Short problem »
Gather each line of the records below that contains the string "green" and copy those lines out.

Data listing »
○ ○ ○ ○

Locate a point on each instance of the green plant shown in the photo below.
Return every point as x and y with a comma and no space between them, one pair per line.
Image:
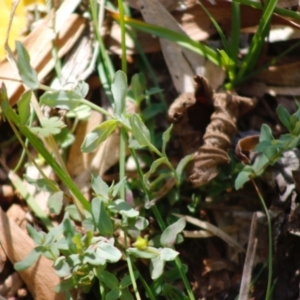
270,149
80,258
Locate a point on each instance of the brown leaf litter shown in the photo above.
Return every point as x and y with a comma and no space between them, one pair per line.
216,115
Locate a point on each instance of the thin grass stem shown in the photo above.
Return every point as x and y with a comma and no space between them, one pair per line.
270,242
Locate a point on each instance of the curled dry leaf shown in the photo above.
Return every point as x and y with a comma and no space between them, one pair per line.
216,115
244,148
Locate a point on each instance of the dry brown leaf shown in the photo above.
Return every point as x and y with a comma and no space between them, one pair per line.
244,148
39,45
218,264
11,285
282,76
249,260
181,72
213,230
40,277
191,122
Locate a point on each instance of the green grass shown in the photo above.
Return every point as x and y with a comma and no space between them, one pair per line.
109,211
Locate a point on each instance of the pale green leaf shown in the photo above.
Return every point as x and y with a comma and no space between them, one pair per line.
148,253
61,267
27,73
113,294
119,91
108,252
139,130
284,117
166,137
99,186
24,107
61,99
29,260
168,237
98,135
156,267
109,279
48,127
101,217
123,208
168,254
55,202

○ ○ ○ ○

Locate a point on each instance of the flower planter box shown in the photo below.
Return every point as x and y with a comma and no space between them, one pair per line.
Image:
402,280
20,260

○ ○ ○ ○

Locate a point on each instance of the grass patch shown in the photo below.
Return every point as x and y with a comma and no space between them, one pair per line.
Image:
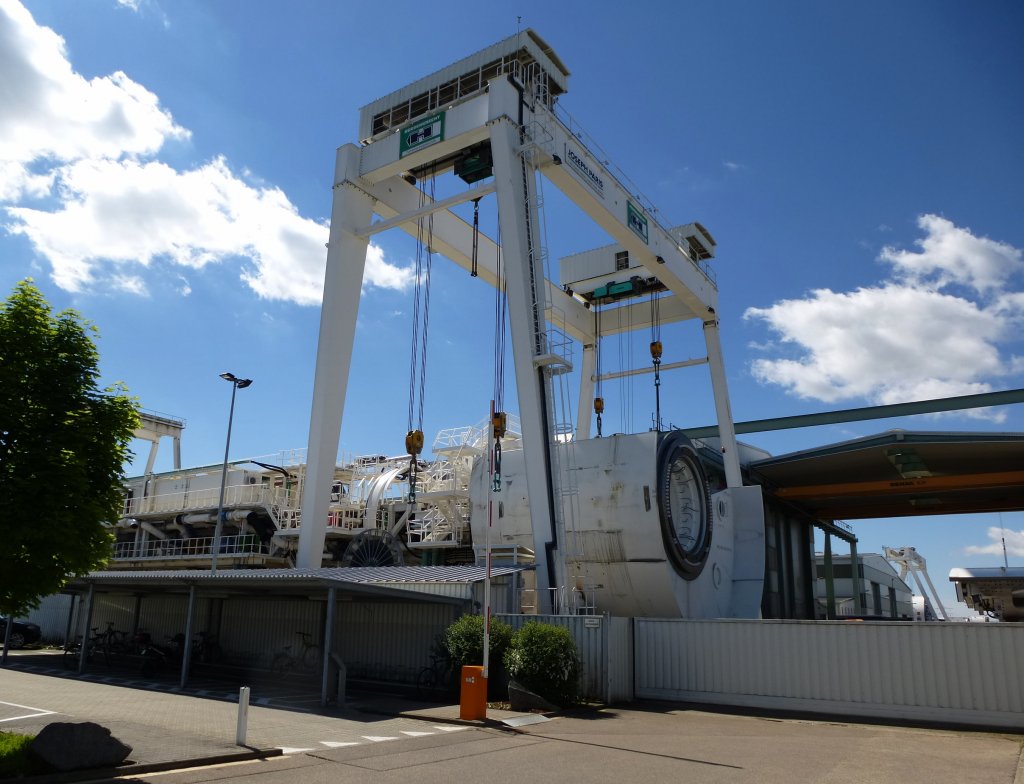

○ ○ ○ ○

Correct answer »
Locate a point on each instance of the green plant shown in the photo below.
Locate a point on each instance of the green grass shown in the photo above.
Locate a point on each instance of the pale green leaf shown in the photo above.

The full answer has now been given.